Artigo:
__________________________________________________

O que mudou no imobiliário depois do 25 de Abril

Na altura em que se comemoram os 40 anos do 25 de Abril de 1974, o SOL falou com quem viveu antes e depois da Revolução dos Cravos, para perceber o que mudou no imobiliário. Tal como nas outras áreas da sociedade, a forma de habitar também alterou.

Antes do 25 de Abril, o arrendamento era a opção da maioria dos portugueses. Ou se arrendava uma casa ou juntavam-se vários agregados familiares na mesma habitação. Por isso, era habitual as casas terem muitas assoalhadas, ainda que pequenas. Quem investia em imobiliário eram pessoas com rendimentos elevados e outros que juntavam poupanças para comprar prédios ou casas para depois arrendarem. O financiamento dos bancos era quase inexistente. Era este o cenário antes de 1974. Depois, tudo mudou.

António Ribeiro de Freitas, administrador da Preditur, mediadora fundada em 1972, acompanhou no terreno as mudanças e tem uma noção clara das transformações. «Logo após o 25 de Abril, os investidores deixaram de comprar e construir, porque os tempos conturbados tornaram o mercado instável. Não sabiam o que ia acontecer e retraíram-se», lembra.

Se hoje estamos a viver momentos difíceis, Ribeiro de Freitas recorda os anos de 75 a 85 também foram muito complicados para o sector: «A banca ainda estava praticamente fechada ao empréstimo ou as taxas eram de 30%, algo incomportável».

Destaca também que o mercado era muito pequeno e apenas se iam vendendo casas usadas: «Era inclusive um sector também com muito poucas empresas de mediação, pouco mais de 100».

Bater no fundo em 1985

Também Reis Campos, presidente da Confederação Portuguesa da Construção e Imobiliário (CPCI), lembra essa época: «A convulsão política até meados da década de 80, em resultado das actuações incoerentes dos Governos que se sucediam, fez com que se assistisse, em 1985, ao que na altura se chamou ‘o bater no fundo’ do sector».

Entretanto, entrámos na Comunidade Económica Europeia em 1986 e tudo mudou. «A posterior liberalização/privatização de sectores como a banca deu início a um novo ciclo de crescimento económico, em que esta actividade assumiu, de forma inequívoca, o seu papel de motor do desenvolvimento», explica Reis Campos. Chegou depois a Expo 98 e o mercado imobiliário em Portugal transformou-se radicalmente. Até 2005 foram desenvolvidas grandes obras, sendo a época dourada do sector.

Reis Campos lembra ainda um início da década de 90 marcado por outra crise, contudo o país foi capaz de suprir as necessidades habitacionais, de se modernizar e de criar infra-estruturas, aproveitando fundos comunitários. «Durante esta década, o sector liderou o crescimento da economia portuguesa, contribuindo para um dos melhores períodos e permitindo uma nítida recuperação face a outros países europeus», salienta.

__________________________________________________

Conteúdo dos dados:
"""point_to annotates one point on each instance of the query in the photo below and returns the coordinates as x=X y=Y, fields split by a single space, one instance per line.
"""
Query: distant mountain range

__________________________________________________

Exercício:
Apresente a continuação do artigo sobre as mudanças no imobiliário após o 25 de Abril, a partir do ponto em que o texto termina. As linhas constituem material à parte, sem relação com o artigo.

Resposta ao exercício:
Também Luís Lima, presidente da Associação dos Profissionais e Empresas de Mediação Imobiliária de Portugal, revela outras mudanças importantes que se registaram depois do 25 de Abril. «Passou-se, por exemplo, de uma baixa percentagem de habitações com luz eléctrica e água canalizada para uma realidade diferente, em que a maioria das casas passou a ter isso e muitas também ligações a redes de saneamento básico, antes quase só existentes em alguns centros das cidades».

Portugal passou a ser um país de proprietários

O responsável adianta também que Portugal deixou de ser um país de poucos proprietários e muitos arrendatários, para se tornar noutro onde a maioria das famílias foi incentivada, pelo Estado e pelo sistema financeiro, a ter casa própria, paradigma do final do século XX. Segundo o censo realizado pelo INE em 2001, existiam quase 2,7 milhões de proprietários para menos de 0,9 milhões de inquilinos. Quatro décadas antes, em 1960, eram menos de um milhão de proprietários para quase 1,6 milhões de inquilinos.

Luís Lima refere ainda que a dimensão das casas também sofreu alterações e o espaço por habitante aumentou significativamente. «Considerando a área útil das habitações, direi que as novas e as reconstruídas são maiores ou albergam menos gente, admitindo que este aumento de espaço por habitante esteja também a diminuir, embora já não para os valores mínimos de há 40 anos», esclarece.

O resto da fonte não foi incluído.